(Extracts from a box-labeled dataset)
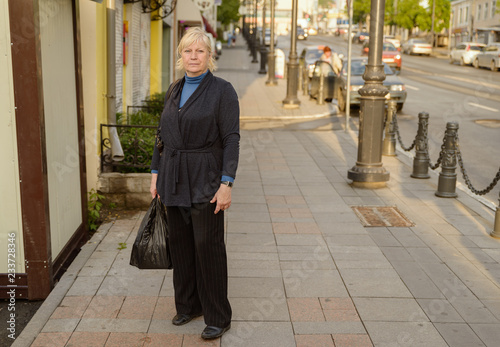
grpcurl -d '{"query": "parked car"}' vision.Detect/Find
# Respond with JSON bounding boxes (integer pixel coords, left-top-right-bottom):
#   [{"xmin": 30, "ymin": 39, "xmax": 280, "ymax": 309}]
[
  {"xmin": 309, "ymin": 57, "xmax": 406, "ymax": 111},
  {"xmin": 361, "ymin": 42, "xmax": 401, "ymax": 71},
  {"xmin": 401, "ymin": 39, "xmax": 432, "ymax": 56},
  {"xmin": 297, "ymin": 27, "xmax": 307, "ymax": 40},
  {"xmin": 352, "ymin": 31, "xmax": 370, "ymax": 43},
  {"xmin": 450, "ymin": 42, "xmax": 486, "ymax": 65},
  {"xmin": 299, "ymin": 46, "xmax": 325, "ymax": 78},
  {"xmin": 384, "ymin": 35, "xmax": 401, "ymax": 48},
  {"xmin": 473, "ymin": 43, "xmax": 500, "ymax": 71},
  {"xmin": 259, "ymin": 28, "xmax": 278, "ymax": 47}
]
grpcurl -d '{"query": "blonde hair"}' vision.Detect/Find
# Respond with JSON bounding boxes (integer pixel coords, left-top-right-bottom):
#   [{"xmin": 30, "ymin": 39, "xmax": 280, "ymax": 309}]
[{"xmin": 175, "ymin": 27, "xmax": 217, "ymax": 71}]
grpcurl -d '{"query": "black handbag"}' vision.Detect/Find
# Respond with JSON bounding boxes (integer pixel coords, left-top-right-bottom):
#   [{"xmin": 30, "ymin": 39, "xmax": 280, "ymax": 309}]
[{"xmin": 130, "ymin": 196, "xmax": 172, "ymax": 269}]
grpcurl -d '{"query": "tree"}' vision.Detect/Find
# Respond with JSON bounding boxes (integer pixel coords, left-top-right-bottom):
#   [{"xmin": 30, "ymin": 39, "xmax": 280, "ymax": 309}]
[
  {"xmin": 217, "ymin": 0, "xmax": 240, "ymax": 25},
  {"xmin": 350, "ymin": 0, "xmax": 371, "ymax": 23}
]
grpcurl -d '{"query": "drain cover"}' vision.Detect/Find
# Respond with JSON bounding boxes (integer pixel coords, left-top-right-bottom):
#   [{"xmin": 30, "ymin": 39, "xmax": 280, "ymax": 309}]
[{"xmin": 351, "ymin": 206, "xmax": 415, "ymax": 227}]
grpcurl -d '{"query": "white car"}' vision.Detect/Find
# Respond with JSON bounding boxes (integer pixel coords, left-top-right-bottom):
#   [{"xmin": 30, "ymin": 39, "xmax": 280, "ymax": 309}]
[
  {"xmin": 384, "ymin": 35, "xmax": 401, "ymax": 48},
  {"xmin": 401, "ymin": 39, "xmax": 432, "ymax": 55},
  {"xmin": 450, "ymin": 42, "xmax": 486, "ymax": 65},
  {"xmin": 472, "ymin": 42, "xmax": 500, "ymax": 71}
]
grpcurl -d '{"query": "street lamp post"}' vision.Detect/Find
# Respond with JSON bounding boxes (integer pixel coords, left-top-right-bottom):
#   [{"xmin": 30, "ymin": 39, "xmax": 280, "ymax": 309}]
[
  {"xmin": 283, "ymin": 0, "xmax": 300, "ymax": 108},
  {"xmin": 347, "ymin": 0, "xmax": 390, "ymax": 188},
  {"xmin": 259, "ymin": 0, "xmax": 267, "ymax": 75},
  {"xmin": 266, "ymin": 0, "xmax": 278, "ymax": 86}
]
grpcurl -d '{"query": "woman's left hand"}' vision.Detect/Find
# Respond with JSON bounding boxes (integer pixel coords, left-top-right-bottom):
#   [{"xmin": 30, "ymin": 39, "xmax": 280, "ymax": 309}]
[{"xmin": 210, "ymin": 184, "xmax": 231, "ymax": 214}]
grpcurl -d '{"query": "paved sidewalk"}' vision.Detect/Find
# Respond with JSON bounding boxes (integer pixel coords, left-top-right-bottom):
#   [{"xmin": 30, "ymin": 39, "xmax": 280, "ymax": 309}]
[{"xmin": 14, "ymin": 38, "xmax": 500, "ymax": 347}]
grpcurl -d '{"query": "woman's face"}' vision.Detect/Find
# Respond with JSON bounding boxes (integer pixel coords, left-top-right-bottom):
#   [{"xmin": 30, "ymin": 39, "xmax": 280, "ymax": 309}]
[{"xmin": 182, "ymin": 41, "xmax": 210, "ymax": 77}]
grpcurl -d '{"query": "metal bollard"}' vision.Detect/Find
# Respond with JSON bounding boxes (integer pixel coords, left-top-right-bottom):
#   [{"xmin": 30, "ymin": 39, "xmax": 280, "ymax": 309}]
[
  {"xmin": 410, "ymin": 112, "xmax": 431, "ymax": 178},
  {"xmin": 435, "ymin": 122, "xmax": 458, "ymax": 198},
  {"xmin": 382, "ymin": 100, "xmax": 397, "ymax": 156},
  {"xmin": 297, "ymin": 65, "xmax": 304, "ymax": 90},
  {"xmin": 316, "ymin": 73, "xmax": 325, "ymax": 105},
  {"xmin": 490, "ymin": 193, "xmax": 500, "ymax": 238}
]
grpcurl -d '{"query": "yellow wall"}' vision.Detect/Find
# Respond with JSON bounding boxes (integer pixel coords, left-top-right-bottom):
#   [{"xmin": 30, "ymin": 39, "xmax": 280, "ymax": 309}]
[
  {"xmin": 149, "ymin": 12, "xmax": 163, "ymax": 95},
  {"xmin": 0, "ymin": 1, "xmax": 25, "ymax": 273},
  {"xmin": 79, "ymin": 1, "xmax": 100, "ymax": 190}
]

**Given exercise:**
Count the lines in the items above that contain the string "Find", and reply with that number alone.

**The reply:**
12